*What you are asked to do*.
Below are the records; give again exactly the lines from the one containing "Each instance of the white surplice" through the one containing "Each instance of the carpeted", leaving out pictures.

*Supplied entries*.
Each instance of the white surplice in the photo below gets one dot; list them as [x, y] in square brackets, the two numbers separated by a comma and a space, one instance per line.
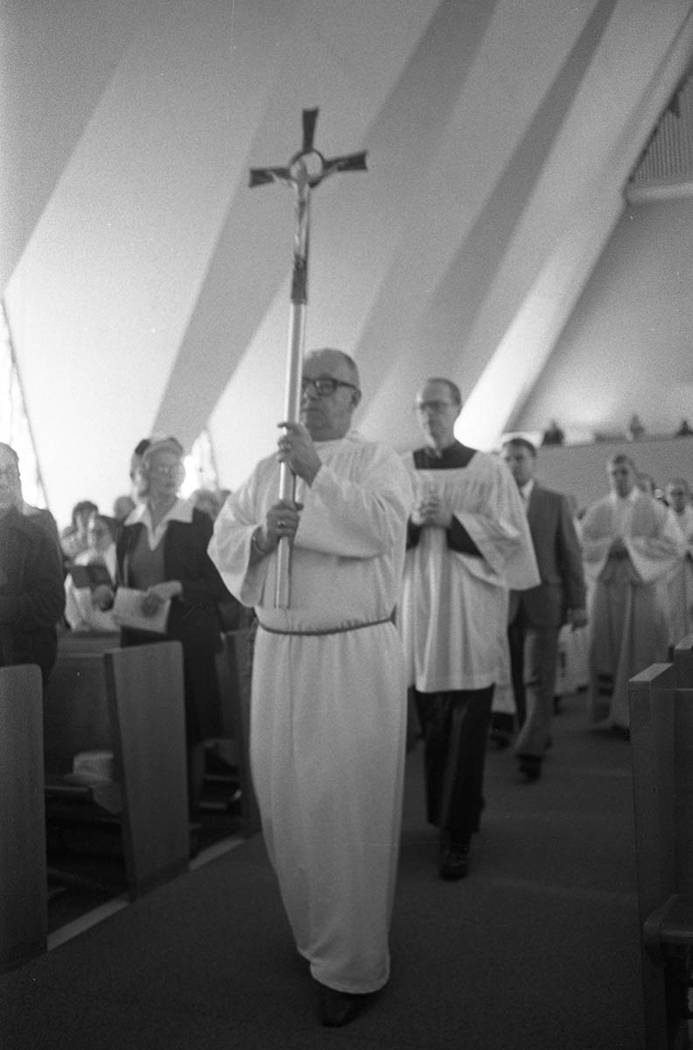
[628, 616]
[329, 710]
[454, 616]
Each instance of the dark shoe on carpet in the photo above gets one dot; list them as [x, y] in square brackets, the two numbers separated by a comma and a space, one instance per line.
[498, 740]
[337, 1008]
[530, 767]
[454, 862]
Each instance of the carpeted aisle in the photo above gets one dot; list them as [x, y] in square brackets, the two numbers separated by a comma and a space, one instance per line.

---

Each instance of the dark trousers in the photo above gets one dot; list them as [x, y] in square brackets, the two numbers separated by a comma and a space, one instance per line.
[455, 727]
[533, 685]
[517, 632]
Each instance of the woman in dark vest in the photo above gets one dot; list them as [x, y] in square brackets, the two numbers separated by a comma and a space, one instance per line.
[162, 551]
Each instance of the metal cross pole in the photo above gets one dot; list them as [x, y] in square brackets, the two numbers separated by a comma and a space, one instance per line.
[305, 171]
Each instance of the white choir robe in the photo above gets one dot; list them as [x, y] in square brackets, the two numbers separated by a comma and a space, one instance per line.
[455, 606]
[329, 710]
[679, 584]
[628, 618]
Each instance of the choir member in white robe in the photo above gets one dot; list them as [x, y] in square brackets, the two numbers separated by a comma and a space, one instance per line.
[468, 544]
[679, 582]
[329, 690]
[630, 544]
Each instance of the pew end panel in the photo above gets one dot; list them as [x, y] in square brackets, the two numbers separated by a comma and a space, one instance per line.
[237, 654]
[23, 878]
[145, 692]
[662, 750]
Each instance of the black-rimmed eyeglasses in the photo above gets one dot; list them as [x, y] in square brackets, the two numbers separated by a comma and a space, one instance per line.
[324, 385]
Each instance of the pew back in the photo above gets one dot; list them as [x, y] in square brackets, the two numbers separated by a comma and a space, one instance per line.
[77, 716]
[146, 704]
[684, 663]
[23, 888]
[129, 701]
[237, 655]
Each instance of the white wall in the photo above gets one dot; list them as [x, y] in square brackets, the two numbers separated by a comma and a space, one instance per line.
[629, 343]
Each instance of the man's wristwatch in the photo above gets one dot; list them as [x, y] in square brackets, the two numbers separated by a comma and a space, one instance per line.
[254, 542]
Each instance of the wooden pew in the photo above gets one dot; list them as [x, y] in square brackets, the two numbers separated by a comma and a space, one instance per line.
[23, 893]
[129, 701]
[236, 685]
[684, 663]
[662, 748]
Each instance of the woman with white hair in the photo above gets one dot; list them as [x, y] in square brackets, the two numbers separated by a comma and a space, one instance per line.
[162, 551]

* * *

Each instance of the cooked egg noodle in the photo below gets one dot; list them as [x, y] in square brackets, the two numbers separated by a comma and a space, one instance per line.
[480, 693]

*Answer to the exercise*.
Each instance of the white surplice in the photo below gets one dot; list them as [x, y] in square brackets, the two numbers separated by a comma and a space, one instance per line.
[628, 616]
[329, 710]
[454, 616]
Each instance of the dark shoe on carpet in the photo above gets one dot; list them as [x, y] in square brackets, the two numbers separated by a comma and a space, one instance per line.
[498, 740]
[337, 1008]
[530, 767]
[454, 862]
Each instance of the carpeted aisle in the photo above gets one dot; list them as [x, y] in square brackets, the two numbers separated by a comma and a space, one instance per line.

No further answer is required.